| Task prompt |
Using the records below, write out the line with "Task: indicate one point on every instance of the ambulance" and each line after it through the final one, exactly, and only those.

Saved data entries
# # #

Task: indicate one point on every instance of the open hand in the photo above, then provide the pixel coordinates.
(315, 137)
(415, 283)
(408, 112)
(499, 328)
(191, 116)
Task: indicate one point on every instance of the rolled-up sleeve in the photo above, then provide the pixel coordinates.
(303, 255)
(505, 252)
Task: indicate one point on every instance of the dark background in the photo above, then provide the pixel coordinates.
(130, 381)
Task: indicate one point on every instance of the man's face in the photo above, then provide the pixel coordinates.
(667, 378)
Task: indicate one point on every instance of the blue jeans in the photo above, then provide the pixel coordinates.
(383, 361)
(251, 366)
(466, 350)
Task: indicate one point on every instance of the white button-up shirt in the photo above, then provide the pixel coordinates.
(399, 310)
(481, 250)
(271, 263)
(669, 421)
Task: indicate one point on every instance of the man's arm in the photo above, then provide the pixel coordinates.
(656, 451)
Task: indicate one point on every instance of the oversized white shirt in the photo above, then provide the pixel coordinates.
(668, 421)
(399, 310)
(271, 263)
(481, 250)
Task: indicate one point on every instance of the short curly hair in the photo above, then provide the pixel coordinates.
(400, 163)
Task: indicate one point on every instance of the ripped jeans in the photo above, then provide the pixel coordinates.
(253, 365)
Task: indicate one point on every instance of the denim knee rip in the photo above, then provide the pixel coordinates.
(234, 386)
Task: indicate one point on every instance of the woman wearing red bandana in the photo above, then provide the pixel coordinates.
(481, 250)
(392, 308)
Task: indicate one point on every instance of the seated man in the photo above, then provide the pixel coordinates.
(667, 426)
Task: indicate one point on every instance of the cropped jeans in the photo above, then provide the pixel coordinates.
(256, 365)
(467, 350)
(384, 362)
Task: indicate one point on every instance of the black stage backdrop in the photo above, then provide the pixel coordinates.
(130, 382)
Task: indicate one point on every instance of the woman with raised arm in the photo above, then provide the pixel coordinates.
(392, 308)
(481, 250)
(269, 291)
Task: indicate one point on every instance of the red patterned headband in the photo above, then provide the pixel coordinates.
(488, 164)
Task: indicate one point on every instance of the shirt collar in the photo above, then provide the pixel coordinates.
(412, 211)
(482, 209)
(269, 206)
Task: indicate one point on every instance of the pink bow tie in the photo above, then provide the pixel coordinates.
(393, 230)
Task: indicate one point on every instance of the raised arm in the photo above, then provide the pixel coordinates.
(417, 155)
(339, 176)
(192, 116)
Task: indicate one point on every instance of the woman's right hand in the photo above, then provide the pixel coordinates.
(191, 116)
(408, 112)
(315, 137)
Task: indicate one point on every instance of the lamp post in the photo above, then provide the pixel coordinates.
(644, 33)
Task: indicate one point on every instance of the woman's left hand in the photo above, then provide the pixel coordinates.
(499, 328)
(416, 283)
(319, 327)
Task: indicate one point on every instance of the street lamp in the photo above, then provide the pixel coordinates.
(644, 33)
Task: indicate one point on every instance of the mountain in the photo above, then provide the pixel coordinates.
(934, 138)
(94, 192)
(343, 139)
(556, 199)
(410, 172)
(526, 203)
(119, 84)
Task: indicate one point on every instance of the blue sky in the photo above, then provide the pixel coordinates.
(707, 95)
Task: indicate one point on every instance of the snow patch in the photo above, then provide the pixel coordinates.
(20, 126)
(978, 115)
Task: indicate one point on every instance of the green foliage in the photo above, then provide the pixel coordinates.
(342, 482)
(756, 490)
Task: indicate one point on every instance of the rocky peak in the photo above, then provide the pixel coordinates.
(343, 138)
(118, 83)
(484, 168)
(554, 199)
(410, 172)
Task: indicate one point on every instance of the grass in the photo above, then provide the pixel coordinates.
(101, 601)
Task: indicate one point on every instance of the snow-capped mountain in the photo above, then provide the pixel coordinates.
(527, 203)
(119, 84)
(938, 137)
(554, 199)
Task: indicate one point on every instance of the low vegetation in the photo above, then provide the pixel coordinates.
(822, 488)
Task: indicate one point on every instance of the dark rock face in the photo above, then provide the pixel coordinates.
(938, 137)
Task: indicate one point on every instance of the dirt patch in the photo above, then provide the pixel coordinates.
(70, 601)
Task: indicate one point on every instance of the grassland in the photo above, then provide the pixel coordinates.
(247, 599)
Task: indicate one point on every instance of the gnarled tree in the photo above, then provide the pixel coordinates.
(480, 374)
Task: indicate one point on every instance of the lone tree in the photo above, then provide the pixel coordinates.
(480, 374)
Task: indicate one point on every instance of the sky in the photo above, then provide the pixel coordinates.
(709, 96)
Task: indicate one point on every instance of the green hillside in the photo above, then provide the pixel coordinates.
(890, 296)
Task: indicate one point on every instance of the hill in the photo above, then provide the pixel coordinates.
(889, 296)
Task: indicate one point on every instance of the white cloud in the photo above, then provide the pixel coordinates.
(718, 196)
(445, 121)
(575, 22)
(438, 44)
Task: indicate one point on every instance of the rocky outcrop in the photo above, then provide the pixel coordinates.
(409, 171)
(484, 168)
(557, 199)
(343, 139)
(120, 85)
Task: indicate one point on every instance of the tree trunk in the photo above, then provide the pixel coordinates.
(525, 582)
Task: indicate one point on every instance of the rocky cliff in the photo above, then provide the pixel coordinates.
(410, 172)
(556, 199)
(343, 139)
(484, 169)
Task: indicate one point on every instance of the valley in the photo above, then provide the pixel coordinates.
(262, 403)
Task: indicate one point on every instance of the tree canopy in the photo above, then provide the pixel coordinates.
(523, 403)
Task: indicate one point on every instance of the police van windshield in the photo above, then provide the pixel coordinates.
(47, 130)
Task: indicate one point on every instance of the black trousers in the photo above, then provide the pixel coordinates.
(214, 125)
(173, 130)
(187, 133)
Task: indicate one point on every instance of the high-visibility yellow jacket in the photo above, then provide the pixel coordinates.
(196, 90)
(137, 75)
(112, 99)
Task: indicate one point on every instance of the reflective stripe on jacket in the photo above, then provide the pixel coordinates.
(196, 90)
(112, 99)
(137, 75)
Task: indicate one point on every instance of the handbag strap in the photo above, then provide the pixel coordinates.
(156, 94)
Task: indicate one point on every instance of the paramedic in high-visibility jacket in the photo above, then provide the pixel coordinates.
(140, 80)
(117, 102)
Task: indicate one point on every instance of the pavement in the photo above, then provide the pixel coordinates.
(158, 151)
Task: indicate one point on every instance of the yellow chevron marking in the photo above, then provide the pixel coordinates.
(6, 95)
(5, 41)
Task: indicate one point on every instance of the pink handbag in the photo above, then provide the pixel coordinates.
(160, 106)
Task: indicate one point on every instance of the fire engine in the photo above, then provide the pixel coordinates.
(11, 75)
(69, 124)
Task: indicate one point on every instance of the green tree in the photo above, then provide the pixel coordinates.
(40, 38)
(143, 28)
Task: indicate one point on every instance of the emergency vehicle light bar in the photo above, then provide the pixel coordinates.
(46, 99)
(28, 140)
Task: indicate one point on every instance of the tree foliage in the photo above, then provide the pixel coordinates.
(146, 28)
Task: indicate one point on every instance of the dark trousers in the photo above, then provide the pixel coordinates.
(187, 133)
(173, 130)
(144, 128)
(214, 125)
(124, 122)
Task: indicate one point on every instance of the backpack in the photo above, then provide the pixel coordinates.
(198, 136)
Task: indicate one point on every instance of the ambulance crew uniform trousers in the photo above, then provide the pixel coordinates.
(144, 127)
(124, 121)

# # #

| The answer |
Task: indicate one point on every instance of the ambulance crew uniform trousers in the photo above, then provide the pixel coordinates.
(144, 127)
(124, 121)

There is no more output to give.